# STATED PROBLEM
Would you copy out the whole listing exactly as given?

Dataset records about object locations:
□ □ □ □ □ □ □

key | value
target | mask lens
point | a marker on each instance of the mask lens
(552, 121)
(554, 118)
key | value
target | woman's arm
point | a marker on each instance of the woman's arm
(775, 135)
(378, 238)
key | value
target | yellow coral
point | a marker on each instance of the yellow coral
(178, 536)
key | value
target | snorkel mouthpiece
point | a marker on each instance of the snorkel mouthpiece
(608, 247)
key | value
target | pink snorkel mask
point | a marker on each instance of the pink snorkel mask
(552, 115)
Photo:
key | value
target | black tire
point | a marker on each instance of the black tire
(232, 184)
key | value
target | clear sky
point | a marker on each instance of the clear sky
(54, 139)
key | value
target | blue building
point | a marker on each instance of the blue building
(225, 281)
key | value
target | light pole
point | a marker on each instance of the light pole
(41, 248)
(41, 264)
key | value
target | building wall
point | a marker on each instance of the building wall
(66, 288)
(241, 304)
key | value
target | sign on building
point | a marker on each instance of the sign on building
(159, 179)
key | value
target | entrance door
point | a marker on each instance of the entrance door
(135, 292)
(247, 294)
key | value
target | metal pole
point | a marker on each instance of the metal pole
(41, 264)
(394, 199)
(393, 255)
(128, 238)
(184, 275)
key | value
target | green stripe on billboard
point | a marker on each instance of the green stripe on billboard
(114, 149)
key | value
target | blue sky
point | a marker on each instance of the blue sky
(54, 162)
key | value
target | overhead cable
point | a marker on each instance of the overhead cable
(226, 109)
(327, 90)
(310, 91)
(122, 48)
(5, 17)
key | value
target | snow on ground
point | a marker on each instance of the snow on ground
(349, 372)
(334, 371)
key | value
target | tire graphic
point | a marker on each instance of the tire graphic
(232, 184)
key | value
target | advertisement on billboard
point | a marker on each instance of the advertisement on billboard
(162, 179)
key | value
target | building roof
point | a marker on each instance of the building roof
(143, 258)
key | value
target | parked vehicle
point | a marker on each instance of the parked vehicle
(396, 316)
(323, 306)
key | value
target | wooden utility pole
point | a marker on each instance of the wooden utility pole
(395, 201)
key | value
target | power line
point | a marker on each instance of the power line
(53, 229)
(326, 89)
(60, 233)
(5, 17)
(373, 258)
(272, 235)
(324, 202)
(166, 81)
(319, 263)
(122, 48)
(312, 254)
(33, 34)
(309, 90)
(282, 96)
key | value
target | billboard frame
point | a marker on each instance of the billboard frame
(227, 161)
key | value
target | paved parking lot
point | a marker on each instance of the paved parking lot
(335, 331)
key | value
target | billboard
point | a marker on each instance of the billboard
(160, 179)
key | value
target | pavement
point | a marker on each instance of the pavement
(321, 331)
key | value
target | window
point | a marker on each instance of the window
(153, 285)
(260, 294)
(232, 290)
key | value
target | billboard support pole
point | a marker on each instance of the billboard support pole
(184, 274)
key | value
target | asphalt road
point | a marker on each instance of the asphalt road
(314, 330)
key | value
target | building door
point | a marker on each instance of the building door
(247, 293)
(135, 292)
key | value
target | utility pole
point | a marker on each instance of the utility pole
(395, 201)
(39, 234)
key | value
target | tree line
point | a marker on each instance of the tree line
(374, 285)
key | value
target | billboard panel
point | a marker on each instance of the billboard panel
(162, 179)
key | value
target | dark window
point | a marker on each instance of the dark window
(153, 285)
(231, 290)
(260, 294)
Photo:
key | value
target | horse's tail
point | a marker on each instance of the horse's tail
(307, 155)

□ □ □ □ □ □ □

# EXERCISE RESPONSE
key | value
target | mask lens
point | a marker on each instance of the mask lens
(552, 121)
(554, 118)
key | value
target | woman's arm
point | a marker on each instance of the woman's arm
(775, 135)
(378, 238)
key | value
target | yellow coral
point | a marker on each instance of the yellow coral
(178, 536)
key | value
target | snorkel mouthpiece
point | a marker on each instance of the snorkel mouthpiece
(608, 247)
key | value
target | pink snorkel mask
point | a marker on each instance of the pink snorkel mask
(552, 115)
Photo:
key | value
target | black tire
point | a marker on each instance of the black tire
(232, 184)
key | value
target | clear sky
point | a marker on each instance of the clear sky
(54, 139)
key | value
target | blue building
point | a marker on each instance of the blue building
(225, 281)
key | value
target | light pole
point | a marker on each instance of the light pole
(41, 248)
(41, 264)
key | value
target | building wall
point | a marker on each instance of the building wall
(66, 288)
(241, 304)
key | value
target | sign on building
point | a marker on each instance of the sign on building
(159, 179)
key | value
target | entrance door
point | a marker on each instance of the entrance door
(135, 292)
(247, 294)
key | value
target | metal pole
point | a marker on each instance of the metal pole
(41, 264)
(394, 199)
(393, 255)
(128, 238)
(184, 275)
key | value
target | green stripe on billboard
point | a marker on each instance of the green stripe on billboard
(114, 149)
key | value
target | blue sky
point | a marker on each instance of the blue sky
(54, 162)
key | value
target | overhead cable
point | a marker on each instance of the overhead cable
(226, 109)
(327, 90)
(310, 91)
(122, 48)
(5, 17)
key | value
target | snow on ground
point | a marker on each instance of the snow on ground
(349, 372)
(334, 371)
key | value
target | tire graphic
point | a marker on each instance of the tire graphic
(232, 184)
key | value
target | advertisement on billboard
point | a marker on each instance of the advertisement on billboard
(162, 179)
key | value
target | building roof
point | a marker on each instance of the building roof
(143, 258)
key | value
target | parked vehicle
point | a marker on each instance of the parked vehicle
(396, 316)
(323, 306)
key | value
target | wooden utility pole
point | a marker on each instance of the wooden utility pole
(395, 201)
key | value
target | power line
point | a marker on each instance of the power line
(53, 229)
(326, 89)
(60, 233)
(5, 17)
(373, 258)
(272, 235)
(324, 202)
(166, 81)
(319, 263)
(122, 48)
(312, 254)
(33, 34)
(309, 90)
(282, 96)
key | value
target | billboard frame
point | a marker on each instance of the billboard frame
(227, 161)
key | value
target | paved parking lot
point | a marker on each instance of the paved parking lot
(335, 331)
key | value
target | billboard
point | a marker on each instance of the billboard
(160, 179)
key | value
target | pavement
point | a marker on each instance of the pavement
(321, 331)
key | value
target | window
point | a marker on each instance of the window
(153, 285)
(260, 294)
(232, 290)
key | value
target | billboard support pole
point | a marker on each instance of the billboard support pole
(184, 274)
key | value
target | asphalt road
point | a marker on each instance of the asphalt road
(314, 330)
key | value
target | building door
point | a marker on each instance of the building door
(247, 293)
(135, 292)
key | value
target | utility pole
point | a marker on each instance of the utility pole
(395, 201)
(39, 234)
key | value
target | tree line
point | a marker on each instance of the tree line
(374, 285)
key | value
target | billboard panel
point | a marker on each instance of the billboard panel
(162, 179)
key | value
target | dark window
point | a marker on each instance of the dark window
(153, 285)
(231, 290)
(260, 294)
Photo:
key | value
target | horse's tail
point | a marker on each instance of the horse's tail
(307, 155)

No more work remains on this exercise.